**GIVEN INSTRUCTION**
Transcribe every line exactly and omit anything that is a picture.

**INFORMATION GIVEN**
# # # # #
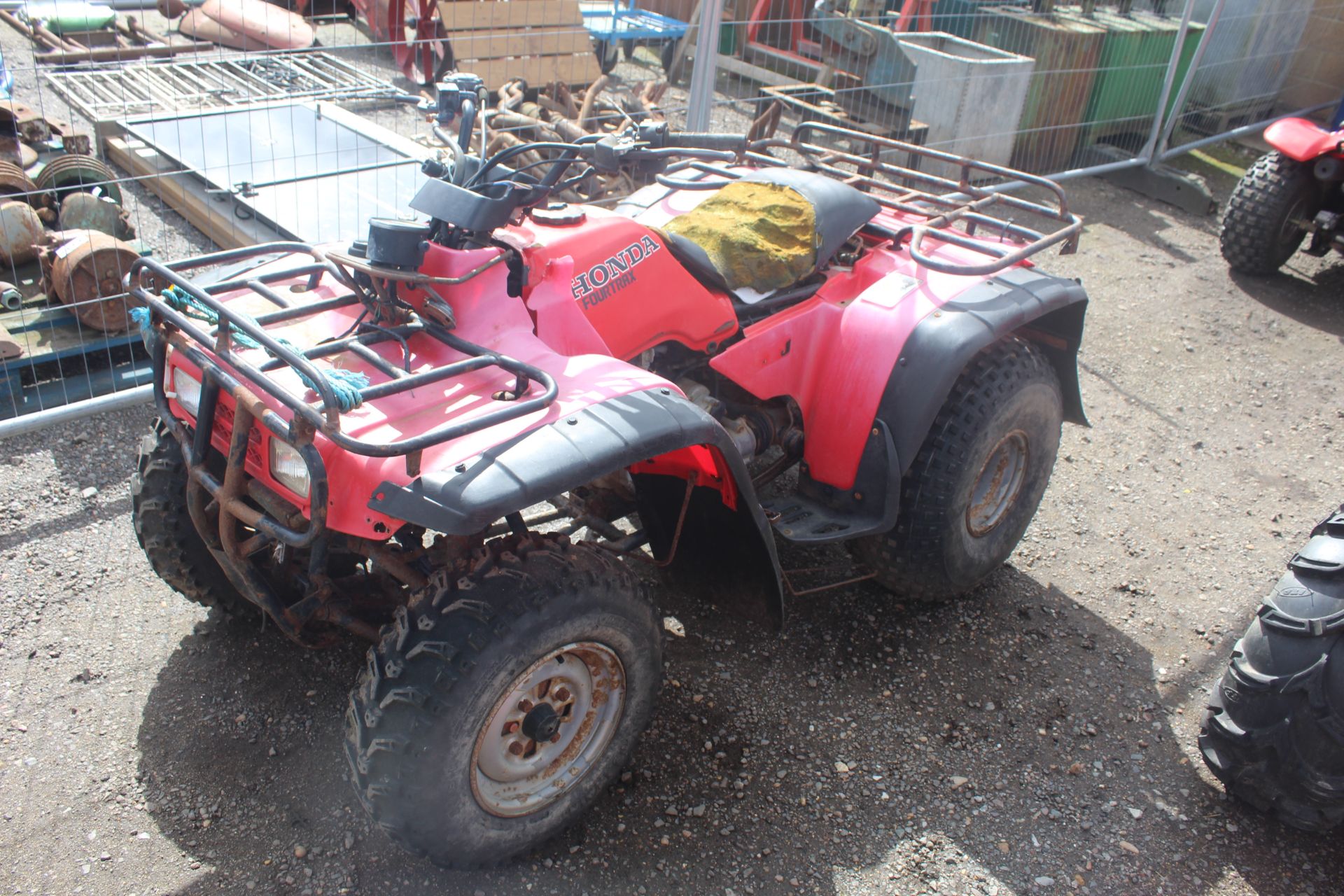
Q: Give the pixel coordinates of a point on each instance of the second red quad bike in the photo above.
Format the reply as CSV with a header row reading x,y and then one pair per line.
x,y
1291,194
458,437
# # # # #
**IN RESPONSE**
Q: Give the pixel coordinates of a point on each instance of the second red quad bike in the photo above.
Format the reply as CSV with a header row reading x,y and then one pair per line.
x,y
1291,194
458,437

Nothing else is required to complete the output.